Consensus: the majority of panelists (69.2%) consider it acceptable to extrapolate the results of the LATITUDE trial to selected patients who subsequently develop metastases after failure of local therapy.

Addition of docetaxel to hormonal therapy for metastatic hormone-sensitive PC

ADT plus docetaxel can also be considered as standard of care (SOC) for fit patients with high-volume mCSPC. Follow-up (53 months) data of the CHAARTED study demonstrated favorable benefits of OS for docetaxel therapy (3 weekly at 75 mg/m2) in patients with high-volume disease (HR: 0.63; n = 513) but no OS benefit for low-volume disease (HR: 1.04; n = 277).20 There was unanimous agreement (92%) amongst the panel for NOT recommending docetaxel in addition to ADT in metastatic castration-sensitive “low-volume” disease patients. A similar opinion was reported by the experts in advanced PC consensus meeting for the Asia Pacific Region.21 Post hoc analyses of the GETUG-AFU15 study (median follow up: up to 7 years) was performed to assess the impact of metastatic burden on OS in patients with mCSPC. Treatment with docetaxel resulted in a non-significant 20% reduction in the risk of death in patients with high-volume disease. When compared with ADT alone, treatment with ADT and docetaxel improved OS in high-volume disease (35.1 months versus 39.8 months; HR: 0.78; 95% CI: 0.56–1.09) and no difference in OS was observed for low-volume disease (83.4 months versus not reached; HR: 1.02; 95% CI: 0.67–1.55).22

The panel (76.92%) reported toxicity as limiting factor for the use of docetaxel. Common safety concerns with the use of docetaxel in mPC include neutropenia, neutropenic fever, neuropathy, mucositis, and others.

There was clear consensus (85%) for choosing abiraterone and/or enzalutamide, depending on availability, over docetaxel as first-line therapy in addition to ADT in patients of metastatic castration-resistant prostate cancer (mCRPC) who are either asymptomatic or have minimal symptoms. There are no randomized controlled trials (RCTs) comparing abiraterone or enzalutamide with docetaxel in mPC. A network meta-analysis of three studies (LATITUDE, CHAARTED and GETUG-AFU-15), demonstrated that abiraterone, when added to prednisolone and ADT, was at least as effective as docetaxel and ADT in reducing the risk of death in patients with mCSPC. The findings from these studies suggest that Abiraterone was better than docetaxel at preventing disease progression and improving quality of life for at least one year of therapy with maximum benefit at 3 months.23

Consensus: When added to ADT in mCSPC, docetaxel has no benefits in patients with low-volume disease. Common safety concerns for the practical use of docetaxel in mPC include poor performance status and frailty of the patients, severe hepatic impairment, neutropenia, and neuropathy.

Note: Subsequent to this meeting, in September 2019, the results from long-term follow up of metastatic (M1) patients in the STAMPEDE trial were published.24 There was no evidence of heterogeneity of docetaxel effect between metastatic burden sub-groups, in contrast to findings from the CHAARTED trial. Differences in baseline characteristics may account for differences in outcomes between the studies, for example, the proportion of patients with relapsed disease after prior local therapy in the low-volume mHNPC cohorts may explain the conflicting results. Less than 10% of men in the low-volume cohort of the STAMPEDE had relapsed after receiving prior local therapy, whereas, in the CHAARTED and GETUG-15 studies, more than 55% of men with low-volume disease received prior therapy.

AVAILABLE DATA →
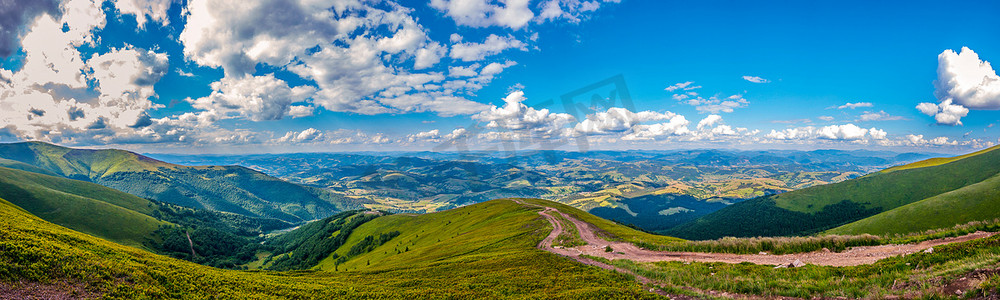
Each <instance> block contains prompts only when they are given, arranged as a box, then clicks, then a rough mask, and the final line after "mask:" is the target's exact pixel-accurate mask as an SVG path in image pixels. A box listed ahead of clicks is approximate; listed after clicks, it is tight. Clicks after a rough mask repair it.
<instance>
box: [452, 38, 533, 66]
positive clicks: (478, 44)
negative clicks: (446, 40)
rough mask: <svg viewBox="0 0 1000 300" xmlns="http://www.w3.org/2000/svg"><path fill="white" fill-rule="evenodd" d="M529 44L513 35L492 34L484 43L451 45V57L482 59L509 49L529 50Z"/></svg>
mask: <svg viewBox="0 0 1000 300" xmlns="http://www.w3.org/2000/svg"><path fill="white" fill-rule="evenodd" d="M527 46H528V45H527V44H525V43H524V42H521V41H519V40H517V39H516V38H514V37H513V36H509V35H508V36H506V37H502V36H498V35H495V34H490V35H489V36H487V37H486V40H485V41H483V42H482V43H472V42H466V43H456V44H454V45H452V46H451V54H450V55H451V58H454V59H460V60H462V61H480V60H483V59H484V58H486V57H487V56H490V55H495V54H498V53H500V52H503V51H504V50H507V49H520V50H521V51H528V48H527Z"/></svg>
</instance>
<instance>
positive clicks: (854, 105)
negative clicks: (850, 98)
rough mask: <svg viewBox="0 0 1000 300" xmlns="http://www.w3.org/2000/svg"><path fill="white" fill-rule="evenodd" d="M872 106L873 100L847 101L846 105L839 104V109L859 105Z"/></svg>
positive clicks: (852, 107)
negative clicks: (868, 101)
mask: <svg viewBox="0 0 1000 300" xmlns="http://www.w3.org/2000/svg"><path fill="white" fill-rule="evenodd" d="M872 106H873V105H872V103H871V102H857V103H851V102H847V103H846V104H844V105H841V106H837V109H845V108H850V109H855V108H859V107H872Z"/></svg>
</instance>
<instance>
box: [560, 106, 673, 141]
mask: <svg viewBox="0 0 1000 300" xmlns="http://www.w3.org/2000/svg"><path fill="white" fill-rule="evenodd" d="M675 116H677V115H676V114H674V113H672V112H664V113H658V112H654V111H640V112H631V111H629V110H628V109H625V108H621V107H612V108H608V110H607V111H605V112H597V113H594V114H591V115H588V116H587V118H586V119H584V120H583V121H580V122H579V123H577V124H576V126H575V127H574V130H575V131H576V132H578V133H583V134H606V133H620V132H625V131H627V130H630V129H632V128H633V127H635V126H636V125H638V124H640V123H643V122H651V121H661V120H670V119H672V118H674V117H675Z"/></svg>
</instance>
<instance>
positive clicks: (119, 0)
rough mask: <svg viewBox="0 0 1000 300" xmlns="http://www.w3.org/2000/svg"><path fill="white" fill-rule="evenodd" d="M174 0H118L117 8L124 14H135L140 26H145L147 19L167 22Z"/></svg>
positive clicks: (157, 21)
mask: <svg viewBox="0 0 1000 300" xmlns="http://www.w3.org/2000/svg"><path fill="white" fill-rule="evenodd" d="M173 2H174V0H117V1H114V3H115V9H118V11H119V12H121V14H123V15H134V16H135V20H136V22H137V23H138V24H139V28H140V29H142V28H145V26H146V22H147V21H155V22H159V23H161V24H167V23H168V21H169V19H168V18H167V10H169V9H170V4H172V3H173Z"/></svg>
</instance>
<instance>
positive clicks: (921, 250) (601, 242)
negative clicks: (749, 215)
mask: <svg viewBox="0 0 1000 300" xmlns="http://www.w3.org/2000/svg"><path fill="white" fill-rule="evenodd" d="M514 201H515V202H517V203H520V204H523V205H532V206H538V205H534V204H527V203H524V202H522V201H519V200H514ZM540 207H542V206H540ZM543 208H544V209H543V210H542V211H540V212H538V214H540V215H542V216H543V217H545V219H547V220H548V221H549V223H552V226H553V230H552V232H551V233H549V235H548V237H546V238H545V239H544V240H542V242H541V243H540V244H539V245H538V247H539V248H540V249H543V250H545V251H549V252H552V253H556V254H560V255H564V256H567V257H570V258H573V259H574V260H577V261H580V262H582V263H587V264H590V265H595V266H599V267H602V268H605V269H614V270H616V271H619V272H621V271H624V270H619V269H618V268H615V267H613V266H609V265H606V264H603V263H599V262H596V261H592V260H589V259H583V258H580V255H581V254H585V255H590V256H595V257H602V258H606V259H611V260H614V259H628V260H633V261H639V262H656V261H691V262H724V263H734V264H735V263H742V262H750V263H754V264H760V265H788V264H790V263H792V262H794V261H796V260H799V261H801V262H803V263H806V264H814V265H822V266H837V267H842V266H856V265H863V264H871V263H874V262H876V261H878V260H881V259H884V258H889V257H893V256H898V255H907V254H912V253H916V252H920V251H924V250H926V249H928V248H932V247H935V246H939V245H945V244H951V243H957V242H964V241H969V240H974V239H980V238H985V237H989V236H992V235H994V234H996V233H994V232H976V233H971V234H968V235H964V236H960V237H951V238H943V239H937V240H930V241H924V242H921V243H918V244H904V245H880V246H866V247H854V248H850V249H848V250H846V251H843V252H824V251H817V252H809V253H795V254H784V255H768V254H728V253H701V252H665V251H652V250H646V249H641V248H639V247H637V246H635V245H633V244H631V243H625V242H610V241H607V240H604V239H602V238H600V237H598V236H597V235H596V234H594V231H595V230H594V229H595V228H594V226H593V225H591V224H589V223H587V222H583V221H580V220H577V219H576V218H573V217H571V216H570V215H568V214H565V213H563V212H561V211H559V210H558V209H555V208H552V207H543ZM556 213H558V214H560V215H561V216H562V217H564V218H566V220H569V221H570V222H572V223H573V224H574V225H575V226H576V228H577V231H578V232H579V233H580V238H581V239H583V241H584V242H586V243H587V245H583V246H577V247H572V248H562V247H553V246H552V242H553V241H555V239H556V237H558V236H559V234H561V233H562V232H563V224H560V222H559V220H558V219H556V218H555V217H554V216H553V215H552V214H556ZM607 246H610V247H611V248H612V249H613V251H612V252H606V251H605V247H607ZM595 263H596V264H595ZM626 273H631V272H626ZM643 280H644V278H640V281H643Z"/></svg>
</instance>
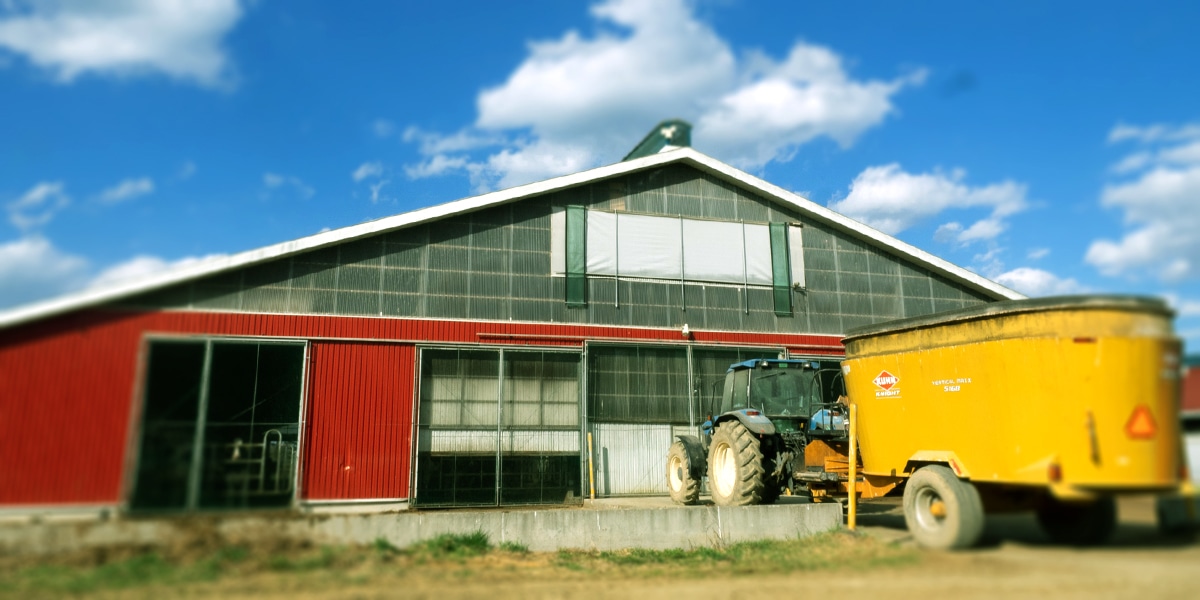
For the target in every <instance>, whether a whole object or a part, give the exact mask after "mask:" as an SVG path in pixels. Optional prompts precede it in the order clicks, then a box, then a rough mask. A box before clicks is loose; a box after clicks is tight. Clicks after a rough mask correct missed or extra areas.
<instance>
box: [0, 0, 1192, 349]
mask: <svg viewBox="0 0 1200 600" xmlns="http://www.w3.org/2000/svg"><path fill="white" fill-rule="evenodd" d="M1196 23H1200V5H1198V4H1195V2H1183V1H1180V2H1147V4H1142V5H1141V6H1139V7H1133V6H1132V5H1130V4H1128V2H1120V4H1118V2H1096V1H1091V2H1069V1H1062V2H1033V1H1028V2H995V4H983V2H950V1H946V2H942V1H923V2H886V1H878V2H869V1H864V2H827V1H824V2H800V1H778V2H776V1H751V0H694V1H688V0H594V1H581V2H568V1H548V0H542V1H523V2H482V1H480V2H470V1H458V2H451V1H448V2H439V4H438V2H384V1H379V2H370V1H360V2H318V1H308V0H288V1H284V0H257V1H238V0H194V1H188V0H173V1H168V0H163V1H151V0H91V1H82V0H80V1H70V0H61V1H54V0H0V107H2V108H4V109H2V112H0V206H2V208H4V214H2V216H4V217H5V218H4V222H2V223H0V308H2V307H11V306H16V305H19V304H24V302H30V301H36V300H40V299H46V298H50V296H54V295H59V294H64V293H70V292H74V290H79V289H84V288H88V287H91V286H104V284H110V283H113V282H115V281H119V280H122V278H126V277H137V276H144V275H146V274H152V272H156V271H161V270H163V269H169V268H170V266H173V265H179V264H182V263H188V262H193V260H197V259H202V258H204V257H209V256H212V254H227V253H234V252H239V251H244V250H250V248H254V247H259V246H265V245H270V244H275V242H280V241H284V240H289V239H294V238H300V236H305V235H310V234H313V233H317V232H320V230H323V229H325V228H338V227H343V226H349V224H354V223H359V222H362V221H367V220H373V218H379V217H383V216H388V215H394V214H398V212H404V211H408V210H412V209H416V208H421V206H427V205H432V204H439V203H444V202H450V200H454V199H458V198H463V197H468V196H473V194H475V193H479V192H484V191H490V190H496V188H502V187H508V186H511V185H517V184H523V182H528V181H535V180H540V179H546V178H550V176H554V175H560V174H565V173H572V172H577V170H582V169H587V168H590V167H595V166H600V164H606V163H611V162H616V161H618V160H619V158H620V157H622V156H623V155H624V154H625V152H626V151H628V150H630V149H631V148H632V146H634V144H635V143H636V142H637V140H638V139H640V138H641V137H642V136H643V134H644V133H646V132H647V131H649V128H650V127H652V126H653V125H654V124H655V122H658V121H660V120H662V119H667V118H683V119H686V120H689V121H691V122H692V124H694V126H695V128H694V132H692V145H694V146H695V148H696V149H697V150H700V151H702V152H704V154H708V155H710V156H714V157H715V158H719V160H721V161H725V162H727V163H731V164H733V166H737V167H739V168H743V169H745V170H748V172H750V173H754V174H756V175H758V176H762V178H764V179H766V180H768V181H770V182H773V184H775V185H779V186H781V187H786V188H790V190H794V191H797V192H800V193H802V194H804V196H805V197H808V198H809V199H811V200H814V202H816V203H818V204H822V205H828V206H830V208H834V209H836V210H840V211H842V212H845V214H847V215H850V216H852V217H856V218H859V220H862V221H864V222H866V223H869V224H872V226H875V227H877V228H880V229H882V230H884V232H887V233H892V234H894V235H896V236H899V238H900V239H902V240H905V241H907V242H910V244H913V245H914V246H917V247H920V248H923V250H926V251H929V252H932V253H935V254H937V256H941V257H944V258H947V259H948V260H952V262H954V263H956V264H960V265H962V266H966V268H968V269H972V270H974V271H977V272H979V274H982V275H985V276H988V277H991V278H994V280H996V281H1000V282H1001V283H1004V284H1007V286H1009V287H1013V288H1015V289H1019V290H1021V292H1025V293H1027V294H1031V295H1046V294H1057V293H1139V294H1153V295H1160V296H1165V298H1168V299H1169V300H1170V301H1171V302H1172V305H1174V306H1175V307H1176V310H1177V311H1178V312H1180V318H1178V322H1177V329H1178V330H1180V332H1181V334H1182V335H1183V336H1184V337H1186V338H1187V340H1188V342H1189V343H1188V347H1189V352H1198V349H1200V283H1198V280H1200V235H1198V232H1200V210H1198V208H1200V108H1198V104H1196V102H1195V98H1196V97H1200V77H1198V76H1196V74H1195V73H1196V60H1198V56H1200V36H1196V35H1195V32H1194V29H1195V24H1196Z"/></svg>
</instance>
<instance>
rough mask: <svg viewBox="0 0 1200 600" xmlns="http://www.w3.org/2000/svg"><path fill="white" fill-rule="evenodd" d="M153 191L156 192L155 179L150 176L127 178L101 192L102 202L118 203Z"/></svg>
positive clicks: (109, 203) (146, 193)
mask: <svg viewBox="0 0 1200 600" xmlns="http://www.w3.org/2000/svg"><path fill="white" fill-rule="evenodd" d="M151 192H154V181H152V180H151V179H150V178H139V179H126V180H124V181H121V182H120V184H116V185H115V186H113V187H109V188H108V190H104V191H103V192H100V202H102V203H104V204H116V203H120V202H125V200H128V199H132V198H137V197H138V196H145V194H148V193H151Z"/></svg>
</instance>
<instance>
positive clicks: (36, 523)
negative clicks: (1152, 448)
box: [0, 503, 842, 554]
mask: <svg viewBox="0 0 1200 600" xmlns="http://www.w3.org/2000/svg"><path fill="white" fill-rule="evenodd" d="M841 523H842V514H841V506H840V505H838V504H834V503H829V504H779V505H770V506H732V508H728V506H727V508H718V506H678V508H650V509H548V510H511V511H506V510H487V511H463V510H454V511H427V512H415V511H403V512H390V514H376V515H313V516H302V517H299V516H295V515H278V516H258V515H245V516H220V517H218V516H200V517H180V518H161V520H149V518H137V520H131V518H121V520H112V521H96V522H49V521H42V522H26V523H13V522H10V523H5V524H0V553H4V554H41V553H50V552H62V551H71V550H84V548H96V547H104V546H168V545H174V544H179V542H181V541H184V540H186V539H187V538H188V536H196V535H204V536H206V538H211V536H217V538H218V539H220V540H221V541H222V542H227V544H238V542H239V541H241V540H262V539H270V538H276V539H288V540H295V541H300V540H307V541H310V542H312V544H316V545H352V544H355V545H356V544H371V542H372V541H374V540H377V539H384V540H388V541H389V542H391V544H392V545H395V546H401V547H403V546H409V545H412V544H414V542H418V541H421V540H427V539H431V538H434V536H437V535H440V534H467V533H473V532H476V530H481V532H484V533H486V534H487V536H488V539H490V540H491V541H492V544H504V542H514V544H521V545H524V546H527V547H528V548H529V550H532V551H553V550H559V548H582V550H619V548H631V547H640V548H659V550H661V548H692V547H701V546H707V547H713V546H721V545H726V544H732V542H738V541H745V540H762V539H792V538H803V536H809V535H814V534H817V533H821V532H827V530H832V529H836V528H839V527H841Z"/></svg>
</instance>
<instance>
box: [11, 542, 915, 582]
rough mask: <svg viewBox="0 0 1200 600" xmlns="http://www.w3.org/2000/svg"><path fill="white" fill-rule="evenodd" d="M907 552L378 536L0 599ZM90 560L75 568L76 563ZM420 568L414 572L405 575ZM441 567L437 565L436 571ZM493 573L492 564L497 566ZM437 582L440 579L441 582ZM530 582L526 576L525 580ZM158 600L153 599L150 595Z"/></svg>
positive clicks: (61, 564)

WORK REQUIRED →
Please quote the prostate cancer passage word for word, from "The panel (76.92%)" up to and including "mucositis, and others.".

WRITTEN REPLY →
The panel (76.92%) reported toxicity as limiting factor for the use of docetaxel. Common safety concerns with the use of docetaxel in mPC include neutropenia, neutropenic fever, neuropathy, mucositis, and others.